[Region pointing data]
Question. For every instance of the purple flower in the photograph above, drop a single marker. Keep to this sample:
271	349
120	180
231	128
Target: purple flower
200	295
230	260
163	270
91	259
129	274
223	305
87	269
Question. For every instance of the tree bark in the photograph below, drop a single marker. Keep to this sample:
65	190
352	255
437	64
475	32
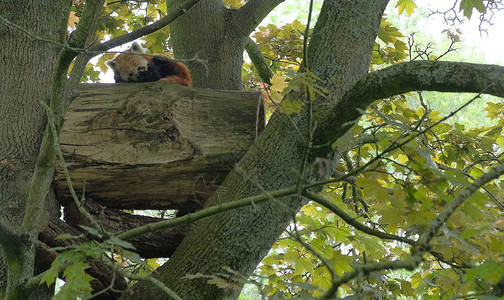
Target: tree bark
27	66
155	145
216	34
340	53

What is required
Show the lines from the data above that contain the string "instance".

Your solution
Question. For every instance of the purple flower in the photograph above, drop a single marker. Keep to this sample:
Question. For every instance of the tree bark in the photograph below, drop a single marker. Keep to this sample:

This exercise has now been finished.